----- Available data -----

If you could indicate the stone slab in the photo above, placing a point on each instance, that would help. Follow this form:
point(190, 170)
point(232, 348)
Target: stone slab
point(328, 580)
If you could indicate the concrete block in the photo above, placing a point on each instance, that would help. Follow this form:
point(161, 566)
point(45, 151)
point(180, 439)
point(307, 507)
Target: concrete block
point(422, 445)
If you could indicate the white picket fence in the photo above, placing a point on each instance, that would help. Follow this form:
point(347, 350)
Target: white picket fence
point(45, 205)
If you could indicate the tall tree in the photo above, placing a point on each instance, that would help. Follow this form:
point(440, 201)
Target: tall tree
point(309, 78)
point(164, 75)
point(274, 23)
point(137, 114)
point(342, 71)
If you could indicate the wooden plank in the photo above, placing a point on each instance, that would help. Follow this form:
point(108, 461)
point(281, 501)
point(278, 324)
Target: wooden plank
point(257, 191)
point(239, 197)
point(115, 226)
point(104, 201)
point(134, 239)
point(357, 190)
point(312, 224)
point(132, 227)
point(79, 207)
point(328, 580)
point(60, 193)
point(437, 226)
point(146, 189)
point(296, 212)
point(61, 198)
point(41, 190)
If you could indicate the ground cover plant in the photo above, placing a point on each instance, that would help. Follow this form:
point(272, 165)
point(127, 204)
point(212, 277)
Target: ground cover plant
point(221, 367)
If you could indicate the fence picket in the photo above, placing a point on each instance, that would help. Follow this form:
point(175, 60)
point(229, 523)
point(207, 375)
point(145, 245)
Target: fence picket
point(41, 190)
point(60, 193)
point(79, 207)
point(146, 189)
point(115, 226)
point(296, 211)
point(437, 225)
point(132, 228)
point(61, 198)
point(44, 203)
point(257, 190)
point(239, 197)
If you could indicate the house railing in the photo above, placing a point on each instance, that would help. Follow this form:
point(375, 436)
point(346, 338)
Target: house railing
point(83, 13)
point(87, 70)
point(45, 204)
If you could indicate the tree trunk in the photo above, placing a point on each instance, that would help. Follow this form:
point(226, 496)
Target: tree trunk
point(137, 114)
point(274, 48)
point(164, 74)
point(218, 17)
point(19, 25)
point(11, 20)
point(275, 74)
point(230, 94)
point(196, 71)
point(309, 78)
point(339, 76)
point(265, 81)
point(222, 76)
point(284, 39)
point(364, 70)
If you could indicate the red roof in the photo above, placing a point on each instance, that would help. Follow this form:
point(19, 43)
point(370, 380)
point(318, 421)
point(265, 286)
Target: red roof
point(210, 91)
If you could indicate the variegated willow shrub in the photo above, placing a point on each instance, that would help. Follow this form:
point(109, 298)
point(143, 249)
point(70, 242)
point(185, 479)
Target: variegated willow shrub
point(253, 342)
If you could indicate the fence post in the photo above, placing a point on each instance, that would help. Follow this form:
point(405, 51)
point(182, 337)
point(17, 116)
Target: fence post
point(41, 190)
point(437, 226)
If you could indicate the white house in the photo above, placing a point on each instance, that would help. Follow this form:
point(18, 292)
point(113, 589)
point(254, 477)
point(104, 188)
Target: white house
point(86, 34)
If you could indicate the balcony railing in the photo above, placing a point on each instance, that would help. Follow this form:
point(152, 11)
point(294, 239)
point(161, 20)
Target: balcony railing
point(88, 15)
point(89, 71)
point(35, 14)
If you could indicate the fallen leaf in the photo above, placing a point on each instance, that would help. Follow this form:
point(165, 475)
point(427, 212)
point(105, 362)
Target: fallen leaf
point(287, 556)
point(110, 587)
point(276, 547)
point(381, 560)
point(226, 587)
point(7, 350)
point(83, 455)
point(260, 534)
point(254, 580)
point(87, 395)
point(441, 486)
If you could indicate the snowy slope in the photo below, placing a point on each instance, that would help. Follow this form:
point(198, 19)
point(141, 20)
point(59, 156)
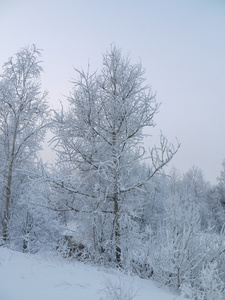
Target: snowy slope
point(38, 277)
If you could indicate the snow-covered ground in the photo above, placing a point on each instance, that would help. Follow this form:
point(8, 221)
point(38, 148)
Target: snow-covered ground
point(44, 277)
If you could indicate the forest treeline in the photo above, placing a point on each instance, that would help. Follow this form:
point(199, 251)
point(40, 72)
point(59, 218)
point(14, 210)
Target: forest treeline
point(106, 200)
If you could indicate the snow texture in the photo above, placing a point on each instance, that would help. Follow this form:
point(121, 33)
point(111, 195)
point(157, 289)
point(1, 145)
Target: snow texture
point(44, 277)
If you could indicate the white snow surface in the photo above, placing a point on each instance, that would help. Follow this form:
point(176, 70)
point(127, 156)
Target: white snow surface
point(47, 277)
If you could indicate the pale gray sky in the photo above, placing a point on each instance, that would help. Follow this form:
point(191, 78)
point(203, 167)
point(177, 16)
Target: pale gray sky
point(181, 43)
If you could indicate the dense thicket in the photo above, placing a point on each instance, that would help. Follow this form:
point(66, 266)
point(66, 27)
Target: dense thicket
point(105, 200)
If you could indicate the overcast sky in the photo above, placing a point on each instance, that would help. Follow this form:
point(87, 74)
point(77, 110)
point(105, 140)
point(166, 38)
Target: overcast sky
point(181, 44)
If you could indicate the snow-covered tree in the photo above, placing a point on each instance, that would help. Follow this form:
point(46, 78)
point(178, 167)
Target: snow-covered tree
point(23, 119)
point(99, 146)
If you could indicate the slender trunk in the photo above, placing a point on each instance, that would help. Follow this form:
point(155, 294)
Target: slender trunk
point(117, 230)
point(7, 200)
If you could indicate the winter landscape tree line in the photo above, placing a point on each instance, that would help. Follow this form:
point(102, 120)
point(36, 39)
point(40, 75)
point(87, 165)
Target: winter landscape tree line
point(106, 200)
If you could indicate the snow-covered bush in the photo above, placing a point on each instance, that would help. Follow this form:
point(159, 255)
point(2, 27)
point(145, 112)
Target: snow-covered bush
point(208, 286)
point(118, 290)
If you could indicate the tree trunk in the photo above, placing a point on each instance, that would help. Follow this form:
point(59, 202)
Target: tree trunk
point(7, 200)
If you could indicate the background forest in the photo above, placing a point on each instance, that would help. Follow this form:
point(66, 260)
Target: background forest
point(106, 200)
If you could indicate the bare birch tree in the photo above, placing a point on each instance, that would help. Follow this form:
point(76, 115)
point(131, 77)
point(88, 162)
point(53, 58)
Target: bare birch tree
point(23, 119)
point(99, 140)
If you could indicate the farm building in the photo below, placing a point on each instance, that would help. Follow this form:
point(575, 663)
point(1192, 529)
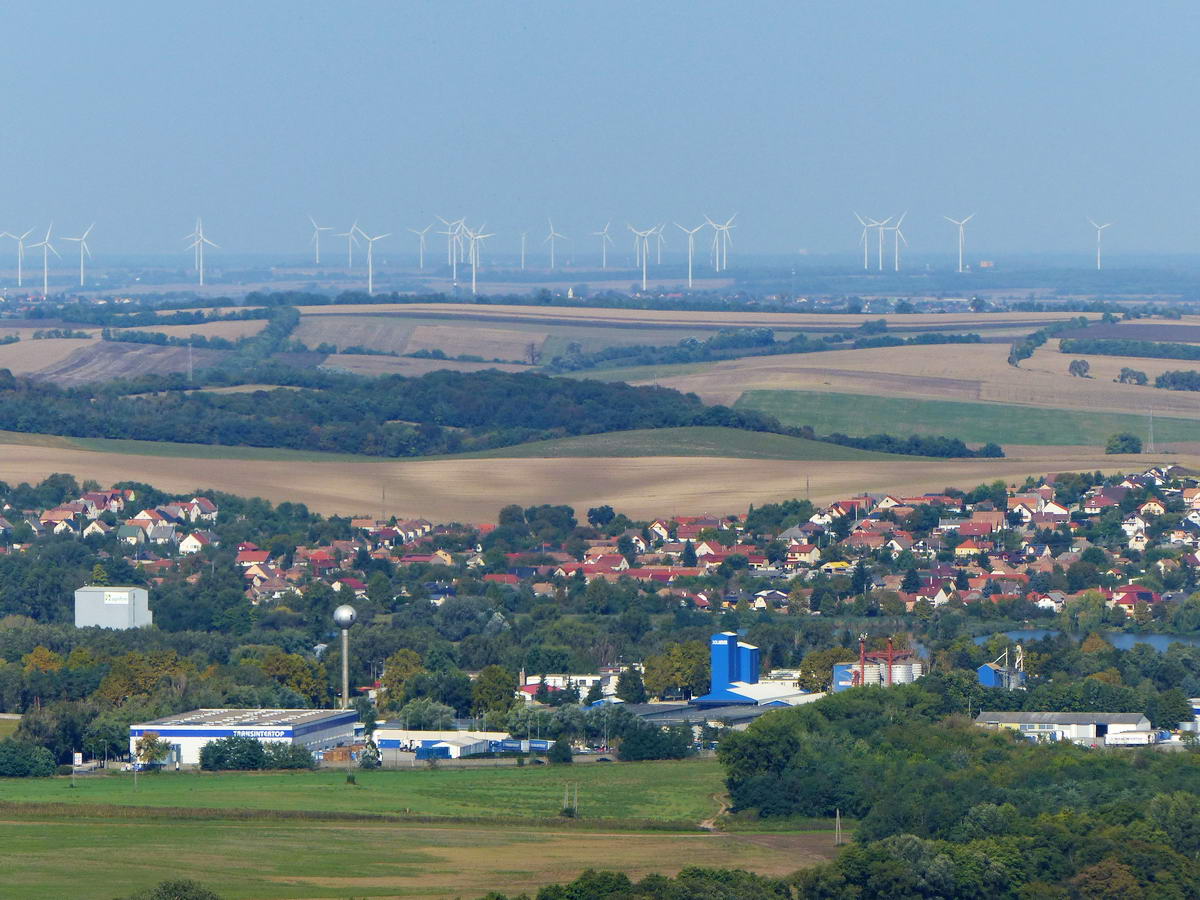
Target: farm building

-----

*Your goal*
Turn every line of the listing above into a numbered list, skipping any blank lines. Omit the pictures from your answer.

*The solution*
1. If you could indicate the stone slab in the photo above, placing a point on each instance, that would help. Follow this form:
2. point(190, 170)
3. point(232, 348)
4. Target: stone slab
5. point(328, 580)
6. If you could indicate the concrete block in the photo above, placing a point on each instance, that would help. Follow this form:
7. point(161, 566)
8. point(45, 151)
9. point(180, 439)
10. point(307, 507)
11. Target: concrete block
12. point(422, 445)
13. If you could indicate the white picket fence in the photo above, placing a point on each instance, that would help. Follow this form:
14. point(347, 350)
15. Target: white picket fence
16. point(45, 205)
17. If you could indicate the tall tree in the photo above, placing a point on each instance, that would help. Follow this form:
18. point(440, 201)
19. Target: tall tree
20. point(309, 78)
21. point(164, 75)
22. point(274, 23)
23. point(137, 114)
24. point(342, 71)
25. If you could indicate the wooden plank in the photo above, placing a point on each instance, that would help. Follow this form:
26. point(108, 461)
27. point(281, 501)
28. point(278, 324)
29. Target: wooden plank
30. point(257, 191)
31. point(239, 197)
32. point(115, 226)
33. point(104, 201)
34. point(134, 239)
35. point(357, 190)
36. point(312, 224)
37. point(132, 227)
38. point(79, 207)
39. point(328, 580)
40. point(60, 193)
41. point(437, 226)
42. point(146, 189)
43. point(296, 212)
44. point(61, 198)
45. point(41, 190)
46. If you could indicate the ground cover plant in the photo above, placing a point on each instance, that would help. Follow this form:
47. point(272, 165)
48. point(127, 204)
49. point(212, 277)
50. Target: ground cover plant
51. point(221, 367)
52. If you could indicate the fence picket in the photo above, placing a point on each instance, that would help. Follow this form:
53. point(175, 60)
54. point(229, 523)
55. point(207, 375)
56. point(145, 245)
57. Target: fence picket
58. point(41, 190)
59. point(60, 193)
60. point(79, 207)
61. point(146, 189)
62. point(115, 226)
63. point(296, 211)
64. point(437, 225)
65. point(132, 228)
66. point(61, 198)
67. point(44, 203)
68. point(257, 190)
69. point(239, 197)
70. If you could indicate the house railing in the photo above, placing a point on each instance, that would help. Follow this form:
71. point(375, 436)
72. point(346, 338)
73. Target: house railing
74. point(83, 13)
75. point(87, 70)
76. point(45, 204)
77. If you could indicate the tree trunk in the photo above, placing a point on each instance, that would help. Follow this form:
78. point(226, 496)
79. Target: tree trunk
80. point(137, 114)
81. point(274, 48)
82. point(164, 74)
83. point(218, 17)
84. point(19, 25)
85. point(11, 20)
86. point(275, 74)
87. point(230, 94)
88. point(196, 71)
89. point(309, 78)
90. point(339, 76)
91. point(265, 81)
92. point(222, 76)
93. point(284, 39)
94. point(364, 70)
95. If you could indicate the red roof in the photo above, placing a point on each instance, that would help. Follow this form:
96. point(19, 43)
97. point(370, 380)
98. point(318, 421)
99. point(265, 286)
100. Target: red roof
101. point(210, 91)
102. If you could indicate the variegated willow shrub in the photo above, placing a point on each instance, that would help. Follow this form:
103. point(109, 298)
104. point(143, 249)
105. point(70, 242)
106. point(185, 479)
107. Target: variegated willow shrub
108. point(253, 342)
109. If you could indicate the fence post in the photo above, placing a point on each instance, that would help. Follow this form:
110. point(405, 51)
111. point(182, 337)
112. point(17, 116)
113. Target: fence post
114. point(41, 190)
115. point(437, 226)
116. If you could indicate the white house in the photo above, placing a point on each instance, that would help. Follow this form:
117. point(18, 292)
118. point(113, 589)
119. point(254, 477)
120. point(104, 188)
121. Target: white house
122. point(86, 34)
123. If you could indicate the balcony railing in the photo above, placing a point on each instance, that would help. Follow this form:
124. point(152, 11)
125. point(294, 239)
126. point(161, 20)
127. Target: balcony railing
128. point(88, 15)
129. point(89, 71)
130. point(35, 14)
131. If you could indicate the fallen leaf in the photo above, placing a point on each instance, that would help. Follow this form:
132. point(165, 475)
133. point(427, 212)
134. point(105, 362)
135. Target: fallen leaf
136. point(287, 556)
137. point(110, 587)
138. point(276, 547)
139. point(381, 560)
140. point(226, 587)
141. point(7, 350)
142. point(83, 455)
143. point(260, 534)
144. point(254, 580)
145. point(87, 395)
146. point(441, 486)
147. If you could indicate the snowy slope in the photo below, placing a point on each instance, that would help. Follow this form:
148. point(198, 19)
149. point(141, 20)
150. point(59, 156)
151. Target: snowy slope
152. point(38, 277)
153. If you could indicate the snow-covered ground in the photo above, placing a point on each instance, that would help. Follow this form:
154. point(8, 221)
155. point(38, 148)
156. Target: snow-covered ground
157. point(44, 277)
158. If you could indicate the forest treeline in the photo above, placing a point on each instance, that would help. Follow this form:
159. point(199, 251)
160. point(40, 72)
161. point(59, 218)
162. point(14, 210)
163. Target: forest treeline
164. point(106, 200)
165. If you could indicate the snow texture in the photo above, placing a point on each instance, that would help. Follow this form:
166. point(121, 33)
167. point(111, 195)
168. point(157, 289)
169. point(1, 145)
170. Target: snow texture
171. point(44, 277)
172. If you could indicate the white snow surface in the photo above, placing a point on each instance, that would help. Follow this form:
173. point(176, 70)
174. point(127, 156)
175. Target: white snow surface
176. point(47, 277)
177. If you could indicate the pale gray sky in the photo above, placing a point on each instance, that would help. Follow this form:
178. point(191, 78)
179. point(203, 167)
180. point(177, 16)
181. Target: pale gray sky
182. point(181, 43)
183. If you could indicate the dense thicket in the photo above, placing a point on each instance, that would help. Follow this form:
184. point(66, 266)
185. point(66, 27)
186. Target: dense thicket
187. point(105, 200)
188. If you could indicate the overcast sky in the photo above, placing a point on each instance, that would help. Follow this form:
189. point(87, 74)
190. point(77, 110)
191. point(105, 140)
192. point(166, 38)
193. Target: overcast sky
194. point(181, 44)
195. If you could indicate the snow-covered tree in the photo above, placing a point on each instance, that would help. Follow this form:
196. point(46, 78)
197. point(178, 167)
198. Target: snow-covered tree
199. point(23, 119)
200. point(99, 146)
201. If you could indicate the slender trunk in the photo above, placing a point on each instance, that would help. Follow this form:
202. point(155, 294)
203. Target: slender trunk
204. point(117, 230)
205. point(7, 200)
206. If you could indicate the winter landscape tree line in the photo above, placing a point on each instance, that would help. Follow this form:
207. point(102, 120)
208. point(36, 39)
209. point(40, 75)
210. point(87, 165)
211. Target: winter landscape tree line
212. point(106, 200)
213. If you could indicate the snow-covered bush in the photo above, placing a point on each instance, that would help. Follow this form:
214. point(159, 255)
215. point(2, 27)
216. point(145, 112)
217. Target: snow-covered bush
218. point(208, 286)
219. point(118, 290)
220. If you could indicate the tree trunk in the photo above, placing a point on each instance, that would help. Follow this form:
221. point(59, 202)
222. Target: tree trunk
223. point(7, 200)
224. If you could indicate the background forest in the photo above, placing a point on each instance, that would help. Follow this form:
225. point(66, 260)
226. Target: background forest
227. point(106, 200)
228. If you could indicate the bare birch tree in the photo above, placing a point on each instance, that would help. Follow this form:
229. point(76, 115)
230. point(131, 77)
231. point(88, 162)
232. point(53, 58)
233. Target: bare birch tree
234. point(23, 119)
235. point(99, 140)
236. If you could indicate the farm building in the photo below, placing a point on each instance, that would help. Follow this form:
237. point(575, 663)
238. point(1192, 529)
239. Target: farm building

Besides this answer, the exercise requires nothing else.